*Orientação*: Reproduza, sem alterar nada, o trecho sobre gastos e investimentos do governo que vai de "Por que tudo" até "vive de mentiras.", incluindo esses dois pontos.

Por que tudo que o governo faz é gasto? Vai melhorar a saúde? Vai. É gasto. Vai melhorar a educação? Vai. É gasto. Vai melhorar a questão ambiental? É gasto. Ou seja, por que neste país não se consegue enxergar que o investimento, inclusive em pessoas, é investimento? Por que não consegue enxergar que, quando a gente forma as pessoas, a gente está fazendo um investimento? Que têm retorno mais imediato do que qualquer outro investimento? Eu, às vezes, fico cansado porque eu acho, Haddad, que tem gente que vive de mentiras.

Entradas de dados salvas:
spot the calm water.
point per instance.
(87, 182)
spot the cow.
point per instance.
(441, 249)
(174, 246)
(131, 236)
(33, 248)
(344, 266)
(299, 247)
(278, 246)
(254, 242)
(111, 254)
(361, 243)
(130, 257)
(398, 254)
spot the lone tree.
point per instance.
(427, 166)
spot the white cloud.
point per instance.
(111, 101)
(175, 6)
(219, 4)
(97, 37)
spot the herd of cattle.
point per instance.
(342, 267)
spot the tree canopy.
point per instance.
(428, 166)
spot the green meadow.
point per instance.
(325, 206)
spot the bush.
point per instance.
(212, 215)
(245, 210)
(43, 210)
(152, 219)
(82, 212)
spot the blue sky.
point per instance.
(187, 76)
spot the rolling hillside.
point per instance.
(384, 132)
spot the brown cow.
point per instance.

*Tarefa concluída*:
Por que tudo que o governo faz é gasto? Vai melhorar a saúde? Vai. É gasto. Vai melhorar a educação? Vai. É gasto. Vai melhorar a questão ambiental? É gasto. Ou seja, por que neste país não se consegue enxergar que o investimento, inclusive em pessoas, é investimento? Por que não consegue enxergar que, quando a gente forma as pessoas, a gente está fazendo um investimento? Que têm retorno mais imediato do que qualquer outro investimento? Eu, às vezes, fico cansado porque eu acho, Haddad, que tem gente que vive de mentiras.